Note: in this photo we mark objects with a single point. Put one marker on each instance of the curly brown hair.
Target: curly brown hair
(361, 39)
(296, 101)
...
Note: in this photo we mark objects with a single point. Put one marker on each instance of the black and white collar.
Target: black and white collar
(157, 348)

• **Brief**
Report each line of the data above that contains the string "instance", treating uppercase and lowercase letters as distinct.

• **Answer in full**
Note: in this photo we mark objects with a single point. Put one marker on each instance of the curly brown hair.
Note: in this photo we mark objects with a single point. Put one marker on each instance of the black and white collar.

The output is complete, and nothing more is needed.